#### Source document

This Agreement is terminable without penalty, on at least sixty days'
written notice, by the Fund's Board of Directors, by vote of a majority
(as defined in the 1940 Act and Rule 18f-2 thereunder) of the outstanding
voting securities of the Fund, or by PFPC Distributors. This Agreement
will also terminate automatically in the event of its assignment (as
defined in the 1940 Act and the rules thereunder). In the event the Fund
gives notice of termination, all expenses associated with movement (or
duplication) of records and materials and conversion thereof to a
successor transfer agent or other service provider, and all trailing
expenses incurred by PFPC Distributors, will be borne by the Fund.

########
#### Data shown

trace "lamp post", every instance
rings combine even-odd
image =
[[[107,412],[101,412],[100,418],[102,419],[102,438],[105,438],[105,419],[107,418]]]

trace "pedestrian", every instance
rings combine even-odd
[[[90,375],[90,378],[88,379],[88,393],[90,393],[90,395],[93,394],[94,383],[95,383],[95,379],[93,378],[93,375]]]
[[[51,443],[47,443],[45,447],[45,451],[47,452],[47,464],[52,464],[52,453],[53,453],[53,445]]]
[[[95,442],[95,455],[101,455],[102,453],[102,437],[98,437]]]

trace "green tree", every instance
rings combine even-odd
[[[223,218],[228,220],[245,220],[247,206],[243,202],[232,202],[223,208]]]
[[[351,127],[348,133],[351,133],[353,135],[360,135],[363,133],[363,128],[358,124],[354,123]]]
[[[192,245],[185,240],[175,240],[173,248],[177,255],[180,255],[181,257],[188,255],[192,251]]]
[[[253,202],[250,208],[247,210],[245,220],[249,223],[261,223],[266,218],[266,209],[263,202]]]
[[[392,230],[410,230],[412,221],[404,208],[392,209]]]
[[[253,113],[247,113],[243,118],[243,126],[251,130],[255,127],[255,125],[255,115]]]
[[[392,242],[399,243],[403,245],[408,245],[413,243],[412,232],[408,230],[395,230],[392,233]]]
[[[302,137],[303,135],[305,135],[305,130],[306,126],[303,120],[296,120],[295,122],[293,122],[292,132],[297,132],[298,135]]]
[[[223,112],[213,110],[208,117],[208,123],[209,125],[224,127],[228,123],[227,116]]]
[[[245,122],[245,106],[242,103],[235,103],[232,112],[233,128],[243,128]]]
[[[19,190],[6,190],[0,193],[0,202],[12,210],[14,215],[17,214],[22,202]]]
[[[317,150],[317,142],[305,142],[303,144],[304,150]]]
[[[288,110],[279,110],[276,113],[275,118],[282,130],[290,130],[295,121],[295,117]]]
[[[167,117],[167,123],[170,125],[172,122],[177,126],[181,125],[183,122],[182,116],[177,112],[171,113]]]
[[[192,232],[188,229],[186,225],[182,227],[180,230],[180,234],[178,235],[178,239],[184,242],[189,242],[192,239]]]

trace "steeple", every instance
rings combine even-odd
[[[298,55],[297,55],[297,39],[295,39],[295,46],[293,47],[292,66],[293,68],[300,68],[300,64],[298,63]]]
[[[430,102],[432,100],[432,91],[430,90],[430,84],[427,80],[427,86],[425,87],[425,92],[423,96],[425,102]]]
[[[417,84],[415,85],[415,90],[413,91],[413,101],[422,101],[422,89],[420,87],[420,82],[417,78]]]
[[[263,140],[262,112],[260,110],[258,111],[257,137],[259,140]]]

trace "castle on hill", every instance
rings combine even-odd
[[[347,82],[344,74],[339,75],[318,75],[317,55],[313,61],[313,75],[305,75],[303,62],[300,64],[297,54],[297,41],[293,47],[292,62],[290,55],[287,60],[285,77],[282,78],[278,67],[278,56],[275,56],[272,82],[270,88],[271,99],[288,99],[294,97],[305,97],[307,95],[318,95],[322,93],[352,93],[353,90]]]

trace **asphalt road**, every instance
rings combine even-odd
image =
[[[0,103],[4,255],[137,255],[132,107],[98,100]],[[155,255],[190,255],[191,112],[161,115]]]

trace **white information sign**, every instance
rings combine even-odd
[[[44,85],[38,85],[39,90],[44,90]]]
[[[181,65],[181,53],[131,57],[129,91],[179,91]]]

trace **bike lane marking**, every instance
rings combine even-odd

########

## Exercise tasks
A – According to the termination clause, who may terminate the Agreement on at least sixty days' written notice? List each one.
B – Return, copied verbatim, the part of the termination clause that opens with the words containing "This Agreement is" and closes with "by the Fund.".

## Outputs for the tasks
A –
- The Fund's Board of Directors
- A majority vote of the outstanding voting securities of the Fund (as defined in the 1940 Act and Rule 18f-2 thereunder)
- PFPC Distributors

B –
This Agreement is terminable without penalty, on at least sixty days'
written notice, by the Fund's Board of Directors, by vote of a majority
(as defined in the 1940 Act and Rule 18f-2 thereunder) of the outstanding
voting securities of the Fund, or by PFPC Distributors. This Agreement
will also terminate automatically in the event of its assignment (as
defined in the 1940 Act and the rules thereunder). In the event the Fund
gives notice of termination, all expenses associated with movement (or
duplication) of records and materials and conversion thereof to a
successor transfer agent or other service provider, and all trailing
expenses incurred by PFPC Distributors, will be borne by the Fund.